## [Dataset records]
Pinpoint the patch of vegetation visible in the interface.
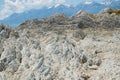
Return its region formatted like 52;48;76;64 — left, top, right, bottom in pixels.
109;8;120;15
88;14;97;19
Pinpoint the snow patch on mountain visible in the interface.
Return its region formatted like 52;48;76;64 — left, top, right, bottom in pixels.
84;1;93;5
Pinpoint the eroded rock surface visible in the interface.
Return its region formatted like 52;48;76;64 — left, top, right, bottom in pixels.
0;9;120;80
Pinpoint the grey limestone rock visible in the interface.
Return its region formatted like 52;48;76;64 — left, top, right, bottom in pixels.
0;9;120;80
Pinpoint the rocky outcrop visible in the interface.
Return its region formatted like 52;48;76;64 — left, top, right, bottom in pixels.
0;24;12;39
0;9;120;80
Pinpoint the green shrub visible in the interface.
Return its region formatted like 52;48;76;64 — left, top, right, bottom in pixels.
109;8;120;15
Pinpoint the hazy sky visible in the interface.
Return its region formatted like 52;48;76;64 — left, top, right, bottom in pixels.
65;0;105;5
0;0;105;20
0;0;105;5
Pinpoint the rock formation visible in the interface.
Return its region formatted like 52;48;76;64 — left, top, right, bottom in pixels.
0;9;120;80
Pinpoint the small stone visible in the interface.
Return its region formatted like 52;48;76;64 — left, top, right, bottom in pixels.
88;60;93;66
95;50;102;54
88;65;98;70
81;54;87;64
95;59;102;66
81;74;90;80
0;63;6;72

## [WORK TO COMPLETE]
All of the records above should be returned exactly, though the pictures should not.

## [RESULT OF THE EXERCISE]
Pinpoint the patch of vegetation visible in the interface.
Return its region formatted like 52;48;76;64 — left, top, right, bottom in pixels.
109;8;120;15
88;14;97;19
Pinpoint the snow patch on mountain visible in the interface.
Return its region formatted like 52;48;76;64 — left, top, right, bottom in pixels.
84;1;93;5
Pinpoint the eroded rock surface visible in the interface.
Return its region formatted like 52;48;76;64 — left, top, right, bottom in pixels.
0;9;120;80
Pinpoint the grey limestone rock visible in the interface.
Return its region formatted like 52;48;76;64 — left, top, right, bottom in pixels.
0;9;120;80
Pinpoint the rocky outcrop visible in the interface.
Return its region formatted like 52;48;76;64 — left, top, right, bottom in pixels.
0;24;12;39
0;9;120;80
Pinpoint the green shrub visible in the interface.
Return its region formatted like 52;48;76;64 — left, top, right, bottom in pixels.
109;8;120;15
Pinpoint the hazy sky visible in the interface.
Return its region formatted like 52;48;76;64 — left, top, right, bottom in pixels.
65;0;105;5
0;0;105;20
0;0;105;5
Pinpoint the rock formation visible in the interface.
Return its region formatted like 52;48;76;64 — left, top, right, bottom in pixels.
0;9;120;80
Pinpoint the small stone visible in the interface.
Return its region formatted like 52;48;76;64 — left, top, right, bottom in pixels.
88;60;93;66
95;50;102;54
88;65;98;70
81;54;87;64
95;59;102;66
81;74;90;80
0;63;6;72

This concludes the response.